Top of Supplied material

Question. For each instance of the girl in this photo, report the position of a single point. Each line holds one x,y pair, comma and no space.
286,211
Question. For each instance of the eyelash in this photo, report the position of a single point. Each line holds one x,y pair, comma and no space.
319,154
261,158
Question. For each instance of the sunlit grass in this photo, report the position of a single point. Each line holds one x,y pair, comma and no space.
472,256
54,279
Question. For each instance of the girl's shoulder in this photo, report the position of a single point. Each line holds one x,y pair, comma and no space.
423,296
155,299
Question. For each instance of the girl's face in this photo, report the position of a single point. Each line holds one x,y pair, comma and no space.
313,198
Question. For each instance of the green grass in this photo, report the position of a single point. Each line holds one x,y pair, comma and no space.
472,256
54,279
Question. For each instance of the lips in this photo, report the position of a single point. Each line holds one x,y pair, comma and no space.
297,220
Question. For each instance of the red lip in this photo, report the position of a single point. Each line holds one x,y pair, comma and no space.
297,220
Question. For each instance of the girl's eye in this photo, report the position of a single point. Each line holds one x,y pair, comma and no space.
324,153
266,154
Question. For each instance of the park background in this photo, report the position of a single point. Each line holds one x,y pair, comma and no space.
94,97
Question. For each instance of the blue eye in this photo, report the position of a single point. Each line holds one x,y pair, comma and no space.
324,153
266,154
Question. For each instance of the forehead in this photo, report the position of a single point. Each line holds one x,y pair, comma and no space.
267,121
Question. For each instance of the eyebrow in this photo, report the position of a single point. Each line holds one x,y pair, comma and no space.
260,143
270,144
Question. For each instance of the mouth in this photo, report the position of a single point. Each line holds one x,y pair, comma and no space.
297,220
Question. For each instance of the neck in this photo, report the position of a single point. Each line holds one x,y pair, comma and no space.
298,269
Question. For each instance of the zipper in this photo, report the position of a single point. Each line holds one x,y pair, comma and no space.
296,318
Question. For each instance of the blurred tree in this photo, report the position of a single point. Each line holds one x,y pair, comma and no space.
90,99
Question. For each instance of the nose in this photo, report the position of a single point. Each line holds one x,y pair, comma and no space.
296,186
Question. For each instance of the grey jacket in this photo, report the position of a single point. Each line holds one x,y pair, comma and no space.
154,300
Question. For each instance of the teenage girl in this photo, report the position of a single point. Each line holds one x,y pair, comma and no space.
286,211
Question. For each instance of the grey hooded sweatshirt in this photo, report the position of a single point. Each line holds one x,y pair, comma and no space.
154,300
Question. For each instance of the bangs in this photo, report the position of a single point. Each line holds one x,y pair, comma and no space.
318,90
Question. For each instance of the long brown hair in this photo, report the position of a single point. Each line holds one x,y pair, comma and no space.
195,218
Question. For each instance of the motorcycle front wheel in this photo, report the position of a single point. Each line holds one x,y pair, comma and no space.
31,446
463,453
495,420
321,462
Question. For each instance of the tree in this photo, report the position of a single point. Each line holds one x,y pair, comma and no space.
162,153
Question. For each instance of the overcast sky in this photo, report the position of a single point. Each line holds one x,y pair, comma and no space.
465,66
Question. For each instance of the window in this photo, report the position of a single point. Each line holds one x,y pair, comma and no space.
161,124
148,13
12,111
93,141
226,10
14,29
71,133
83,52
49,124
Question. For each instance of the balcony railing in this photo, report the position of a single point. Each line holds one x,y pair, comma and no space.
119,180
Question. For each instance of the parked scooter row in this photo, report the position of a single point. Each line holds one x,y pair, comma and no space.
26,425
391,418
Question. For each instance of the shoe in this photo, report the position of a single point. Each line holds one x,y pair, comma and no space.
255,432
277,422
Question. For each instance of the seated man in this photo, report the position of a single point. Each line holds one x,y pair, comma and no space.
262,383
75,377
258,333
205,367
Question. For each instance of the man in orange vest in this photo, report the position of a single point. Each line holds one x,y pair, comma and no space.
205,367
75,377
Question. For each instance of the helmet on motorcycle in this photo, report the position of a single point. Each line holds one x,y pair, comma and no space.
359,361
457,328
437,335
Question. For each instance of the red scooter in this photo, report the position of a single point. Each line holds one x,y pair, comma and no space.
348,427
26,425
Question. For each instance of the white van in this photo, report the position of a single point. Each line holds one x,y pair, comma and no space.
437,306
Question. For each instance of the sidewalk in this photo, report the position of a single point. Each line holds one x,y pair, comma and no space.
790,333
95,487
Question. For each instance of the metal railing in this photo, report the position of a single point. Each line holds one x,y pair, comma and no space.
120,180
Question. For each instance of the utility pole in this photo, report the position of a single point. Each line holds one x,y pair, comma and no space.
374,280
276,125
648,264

Bottom of Supplied material

What to do -> Print all of the records, leaving each one exactly as it appears above.

Completed task ->
Question. For each instance of the girl in this photo, report the position of a single point. Each line holds one x,y pair, comma and no space.
286,211
Question. For each instance of the eyelash in this photo, report the position of a single point. Each line holds one x,y pair, comma and no space.
319,154
261,158
Question. For each instance of the sunlit grass in this photo, report the position of a single point. Each line holds one x,y pair, comma and no space.
472,256
54,279
Question. For each instance of the girl's shoulder in this photo, report the position of a single point. Each line holds one x,y pair, comma and no space.
423,296
155,299
Question. For each instance of the girl's face in this photo, report the position of a single point. Each line holds one x,y pair, comma and no space.
313,198
Question. For each instance of the green grass in this photo, report the position of a single point. Each line holds one x,y pair, comma and no space.
472,256
54,279
Question. For each instance of the lips in this photo, report the position of a single point. Each line holds one x,y pair, comma and no space.
297,220
Question. For each instance of the red lip in this photo, report the position of a single point. Each line holds one x,y pair, comma and no space.
297,220
Question. For each instance of the girl's eye in this photo, report the position of a single point. Each line holds one x,y pair, comma and no space.
324,153
266,154
Question. For each instance of the park background in this photo, report the position of a single point. Each line holds one x,y pair, comma and no space.
94,97
Question. For each instance of the blue eye in this photo, report the position of a single point. Each line holds one x,y pair, comma and no space.
324,153
266,154
Question. For each instance of the forehead in this photo, report the position of a single point. Each line holds one x,y pair, comma and no space.
267,121
Question. For each instance of the eyebrow in this photo, report the position of a single point. Each line holds one x,y pair, comma and no space.
260,143
270,144
Question. For each instance of the mouth in this photo, report the position of a single point. Each line holds one x,y pair, comma and no space.
297,220
Question. For each instance of the neck in this photo, report the position of a single point. Each line holds one x,y pair, comma and no space.
298,269
Question. For each instance of the zipper in this photo, report the position of a single point. Each line holds one x,y pair, comma and no space.
296,318
Question. For each instance of the blurred tree in this photo, report the position of a single point. Each line holds one x,y pair, comma and no space.
90,99
Question. For each instance of the nose in this photo, report the position of a single point. Each line holds one x,y pair, comma and no space.
296,186
Question. For each instance of the grey jacket in this photo, report the position of a single point. Each line holds one x,y pair, comma and no space.
154,300
Question. For each instance of the teenage girl in this photo, report the position of a single point. Each line holds one x,y pair, comma and no space.
286,211
Question. For each instance of the grey hooded sweatshirt in this photo, report the position of a single point. Each line holds one x,y pair, comma and no space.
154,300
Question. For each instance of the bangs in this photo, report the position of a single point. Each line holds one x,y pair, comma and no space.
318,90
Question. For each instance of the long brown hair in this photo, report the position of a single point. Each line holds one x,y pair, comma and no space.
195,218
Question. For each instance of the motorcycle front wheel in this photo, report the position of a single point. Each line holds one x,y pair, comma and no space.
31,446
463,453
495,420
321,462
Question. For each instance of the tree in this photo, report the position of a single point. Each line holds one x,y pair, comma and no space.
162,153
Question. For each instance of the overcast sky in this photo, report the position of a single point. Each line holds one x,y pair, comma and no space.
465,66
Question. For each instance of the window in this photo, report the position of a single point. Each line holds one x,y pair, comma and no space.
161,124
148,13
12,111
93,141
226,10
14,29
71,133
83,52
49,124
Question. For each instance of the balcony railing in this photo, report the position of a single point. Each line holds one x,y pair, comma and no space.
119,180
Question. For each instance of the parked scooter row in this photo, report the position of a single point. Each line holds one x,y pair, comma and no space.
26,425
391,418
Question. For each instance of the shoe in this photo, report the position of a single point. Each line holds one x,y pair, comma and no space.
255,432
277,422
Question. For each instance of the seated man in this photo, report the position of a single point. Each line holds one x,y pair, comma and no space.
262,383
75,377
258,333
205,367
Question. For each instance of the man in orange vest in this photo, report the position of a single point. Each line holds one x,y pair, comma and no space.
205,367
75,377
Question. For each instance of the helmet on motorcycle in this photo, report the position of a single point. Each line holds one x,y pair, comma and no space.
359,361
457,328
437,335
Question. For each instance of the red scooter in this photo, report the position of a single point. Each line holds one x,y pair, comma and no space.
348,427
26,425
Question. For each instance of the white van in this photo, report the position of a single point. Each line holds one x,y pair, comma and no space.
437,306
Question. For each instance of the sidewalk in this photo, report the position of a single point. Each line holds one x,y pair, comma and no space.
790,333
95,487
Question. For each instance of the metal railing in this photo, report the position of a single point. Each line holds one x,y pair, comma and no space.
120,180
Question. For each instance of the utility pole in this photo, report the position of a single point. Each line holds one x,y pair, comma and no space.
374,280
276,125
648,264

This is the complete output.